Re: [PATCH 2/2] drm/amdgpu: add reset register trace function on GPU reset

2022-02-09 Thread Somalapuram, Amaranath



On 2/10/2022 12:39 PM, Christian König wrote:

Am 10.02.22 um 06:29 schrieb Somalapuram, Amaranath:


On 2/9/2022 1:17 PM, Christian König wrote:

Am 08.02.22 um 16:28 schrieb Alex Deucher:

On Tue, Feb 8, 2022 at 3:17 AM Somalapuram Amaranath
 wrote:

Dump the list of register values to trace event on GPU reset.

Signed-off-by: Somalapuram Amaranath 
---
  drivers/gpu/drm/amd/amdgpu/amdgpu_device.c | 21 
-

  drivers/gpu/drm/amd/amdgpu/amdgpu_trace.h  | 19 +++
  2 files changed, 39 insertions(+), 1 deletion(-)

diff --git a/drivers/gpu/drm/amd/amdgpu/amdgpu_device.c 
b/drivers/gpu/drm/amd/amdgpu/amdgpu_device.c

index 1e651b959141..057922fb7e37 100644
--- a/drivers/gpu/drm/amd/amdgpu/amdgpu_device.c
+++ b/drivers/gpu/drm/amd/amdgpu/amdgpu_device.c
@@ -4534,6 +4534,23 @@ int amdgpu_device_pre_asic_reset(struct 
amdgpu_device *adev,

 return r;
  }

+static int amdgpu_reset_reg_dumps(struct amdgpu_device *adev)

→ **Required work**
(a) According to the patch thread, how many insertions and deletions does the change make in total?
(b) Rewrite the patch thread's block beginning "drivers/gpu/drm/amd/amdgpu/amdgpu_device.c | 21" as a short list that keeps its main facts.
(c) Pick up the patch thread on GPU reset register tracing from the point where it stops.

→ **Dataset extract**
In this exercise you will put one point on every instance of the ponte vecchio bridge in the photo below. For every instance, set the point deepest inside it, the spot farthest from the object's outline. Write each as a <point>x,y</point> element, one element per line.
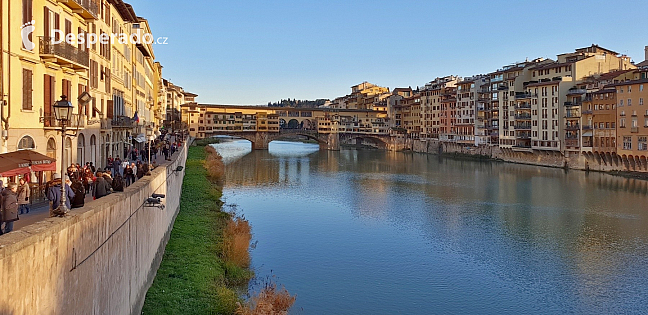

→ **Results by task**
(a) 39 insertions and 1 deletion, across 2 files.

(b)
- amdgpu_device.c: 21 lines changed
- amdgpu_trace.h: 19 lines changed
- Total: 2 files changed, 39 insertions, 1 deletion

(c)
+{
+   int i;
+   uint32_t reg_value[128];
+
+   for (i = 0; adev->reset_dump_reg_list[i] != 0; i++) {
+   if (adev->asic_type >= CHIP_NAVI10)

This check should be against CHIP_VEGA10.  Also, this only allows for
GC registers.  If we wanted to dump other registers, we'd need a
different macro.  Might be better to just use RREG32 here for
everything and then encode the full offset using
SOC15_REG_ENTRY_OFFSET() or a similar macro.  Also, we need to think
about how to handle gfxoff in this case.  gfxoff needs to be disabled
or we'll hang the chip if we try and read GC or SDMA registers via
MMIO which will adversely affect the hang signature.


Well this should execute right before a GPU reset, so I think it 
shouldn't matter if we hang the chip or not as long as the read 
comes back correctly (I remember a very long UVD debug session 
because of this).


But in general I agree, we should just use RREG32() here and always 
encode the full register offset.


Regards,
Christian.


Can I use something like this:

+   reg_value[i] = 
RREG32((adev->reg_offset[adev->reset_dump_reg_list[i][0]]

+ [adev->reset_dump_reg_list[i][1]]
+ [adev->reset_dump_reg_list[i][2]])
+                                 + adev->reset_dump_reg_list[i][3]);

ip --> adev->reset_dump_reg_list[i][0]

inst --> adev->reset_dump_reg_list[i][1]

BASE_IDX--> adev->reset_dump_reg_list[i][2]

reg --> adev->reset_dump_reg_list[i][3]


No, that won't work.

What you need to do is to use the full 32bit address of the register. 
Userspace can worry about figuring out which ip, instance, base and 
reg to resolve into that address.


Regards,
Christian.


Thanks Christian.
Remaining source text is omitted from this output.